_Data records_
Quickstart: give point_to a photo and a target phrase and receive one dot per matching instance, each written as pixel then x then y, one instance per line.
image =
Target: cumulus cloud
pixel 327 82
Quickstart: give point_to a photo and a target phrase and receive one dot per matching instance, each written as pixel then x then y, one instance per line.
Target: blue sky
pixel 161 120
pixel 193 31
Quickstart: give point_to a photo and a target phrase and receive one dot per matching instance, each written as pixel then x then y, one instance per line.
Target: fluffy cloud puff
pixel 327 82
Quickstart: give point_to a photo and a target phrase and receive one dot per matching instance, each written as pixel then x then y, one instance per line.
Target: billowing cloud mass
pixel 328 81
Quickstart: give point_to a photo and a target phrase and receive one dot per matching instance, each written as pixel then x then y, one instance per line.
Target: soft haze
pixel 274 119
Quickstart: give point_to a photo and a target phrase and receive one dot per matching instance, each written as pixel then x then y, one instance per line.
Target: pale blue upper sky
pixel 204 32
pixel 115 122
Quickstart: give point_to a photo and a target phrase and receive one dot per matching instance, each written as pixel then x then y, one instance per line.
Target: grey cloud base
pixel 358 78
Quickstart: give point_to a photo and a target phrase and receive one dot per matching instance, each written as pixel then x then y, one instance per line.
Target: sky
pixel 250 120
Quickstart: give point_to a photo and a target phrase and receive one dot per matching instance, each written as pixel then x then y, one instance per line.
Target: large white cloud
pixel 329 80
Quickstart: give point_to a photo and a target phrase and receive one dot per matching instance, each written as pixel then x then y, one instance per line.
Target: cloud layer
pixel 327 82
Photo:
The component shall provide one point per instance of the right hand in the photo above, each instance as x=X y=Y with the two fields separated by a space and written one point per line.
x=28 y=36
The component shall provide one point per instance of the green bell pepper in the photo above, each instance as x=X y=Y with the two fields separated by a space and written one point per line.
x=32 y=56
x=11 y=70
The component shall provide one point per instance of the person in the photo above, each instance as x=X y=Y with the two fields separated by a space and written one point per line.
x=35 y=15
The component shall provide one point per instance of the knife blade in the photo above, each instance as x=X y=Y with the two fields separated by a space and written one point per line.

_Work task_
For this exercise, restate each of the entries without any deviation.

_Solution to this task_
Quickstart: give point_to a photo and a target phrase and receive one dot per matching instance, each written as pixel then x then y, one instance per line.
image =
Target: cumulus cloud
pixel 327 82
Quickstart: give point_to a photo and a target phrase and receive one dot per matching instance, each written as pixel then x then y, one instance per line.
Target: blue sky
pixel 161 120
pixel 193 31
Quickstart: give point_to a photo and a target phrase and receive one dot per matching instance, each written as pixel then x then y, one instance per line.
Target: fluffy cloud puff
pixel 327 82
Quickstart: give point_to a photo and a target phrase and receive one dot per matching instance, each written as pixel then x then y, one instance per line.
Target: billowing cloud mass
pixel 328 81
Quickstart: give point_to a photo and a target phrase and receive one dot per matching instance, each written as pixel then x then y, one instance per line.
Target: soft haze
pixel 274 119
Quickstart: give point_to a photo and a target phrase and receive one dot per matching instance, each written as pixel then x then y, one instance per line.
Target: pale blue upper sky
pixel 204 32
pixel 115 122
Quickstart: give point_to a photo and a target phrase and receive one dot per matching instance, each written as pixel then x then y, one instance per line.
Target: grey cloud base
pixel 358 78
Quickstart: give point_to a photo and a target phrase and receive one dot per matching instance, each written as pixel then x then y, one instance per line.
Target: sky
pixel 250 120
Quickstart: give point_to a photo and a target phrase and receive one dot per matching instance, each written as pixel then x then y, one instance per line.
Target: large white cloud
pixel 329 80
Quickstart: give point_to a photo and a target phrase and receive one dot per matching instance, each written as pixel then x then y, one instance per line.
Target: cloud layer
pixel 327 82
Photo:
The component shall provide one point per instance of the right hand in the photo above, each instance as x=X y=Y with the two fields separated by a space and written one point per line.
x=28 y=36
The component shall provide one point per instance of the green bell pepper in the photo above, each instance as x=X y=Y with the two fields separated by a space and written one point per line.
x=32 y=56
x=11 y=70
The component shall provide one point per instance of the person in the photo above, each instance as x=X y=Y with the two fields separated by a space and written one point per line.
x=35 y=15
The component shall provide one point per instance of the knife blade in the photo above, each instance as x=X y=Y with the two fields separated by a space and written one point per line.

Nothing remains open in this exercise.